AIM OF THE EXERCISE:
Present the lines of the entries below as a Markdown table with the columns Row and Line, numbering each row and skipping blank lines. Leave the pictures out.

Coordinate annotation entries:
·····

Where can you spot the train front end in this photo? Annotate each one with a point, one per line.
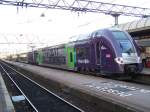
(128, 58)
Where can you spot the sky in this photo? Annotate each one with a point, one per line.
(25, 25)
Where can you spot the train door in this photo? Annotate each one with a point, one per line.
(71, 58)
(98, 53)
(106, 58)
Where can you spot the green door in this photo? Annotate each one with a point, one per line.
(71, 57)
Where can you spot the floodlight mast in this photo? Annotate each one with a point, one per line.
(84, 6)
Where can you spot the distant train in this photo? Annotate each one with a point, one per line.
(105, 51)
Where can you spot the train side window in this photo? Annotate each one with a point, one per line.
(71, 57)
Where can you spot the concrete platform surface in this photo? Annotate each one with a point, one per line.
(5, 100)
(129, 95)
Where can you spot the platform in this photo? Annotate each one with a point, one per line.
(115, 96)
(5, 100)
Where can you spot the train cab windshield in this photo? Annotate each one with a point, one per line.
(124, 42)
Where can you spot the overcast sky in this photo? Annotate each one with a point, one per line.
(26, 25)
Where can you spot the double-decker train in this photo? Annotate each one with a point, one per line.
(105, 51)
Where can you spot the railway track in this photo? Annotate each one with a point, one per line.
(41, 99)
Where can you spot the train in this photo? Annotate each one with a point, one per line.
(108, 51)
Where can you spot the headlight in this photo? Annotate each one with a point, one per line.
(119, 60)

·····

RESPONSE:
| Row | Line |
|---|---|
| 1 | Where can you spot the train front end in this photo? Annotate each one with a point, one per line. |
| 2 | (128, 58) |
| 3 | Where can you spot the sky in this photo? Annotate each one with a point, one per line. |
| 4 | (25, 25) |
| 5 | Where can you spot the train door in this photo? Annotate each one with a point, one per line. |
| 6 | (71, 58) |
| 7 | (98, 53) |
| 8 | (106, 58) |
| 9 | Where can you spot the green door in this photo? Annotate each one with a point, one per line. |
| 10 | (71, 57) |
| 11 | Where can you spot the floodlight mast in this photo? Annotate each one with a point, one per line. |
| 12 | (84, 6) |
| 13 | Where can you spot the distant train in this photo? Annotate each one with a point, one per line. |
| 14 | (105, 51) |
| 15 | Where can you spot the train side window in this photo? Annotate each one with a point, one per line. |
| 16 | (71, 57) |
| 17 | Where can you spot the concrete platform surface in this photo? Annotate each one with a point, one per line. |
| 18 | (5, 100) |
| 19 | (129, 95) |
| 20 | Where can you spot the platform in this photo? Annotate each one with a point, one per line. |
| 21 | (115, 96) |
| 22 | (5, 100) |
| 23 | Where can you spot the train cab windshield in this photo? Annotate each one with a point, one per line. |
| 24 | (124, 42) |
| 25 | Where can you spot the overcast sky in this photo? Annotate each one with a point, one per line. |
| 26 | (26, 25) |
| 27 | Where can you spot the double-decker train in this photo? Annotate each one with a point, one per line. |
| 28 | (105, 51) |
| 29 | Where can you spot the railway track in this photo? Annotate each one with a point, one per line. |
| 30 | (41, 99) |
| 31 | Where can you spot the train in this photo? Annotate each one with a point, one per line. |
| 32 | (108, 51) |
| 33 | Where can you spot the headlight in this photo? Annotate each one with a point, one per line. |
| 34 | (119, 60) |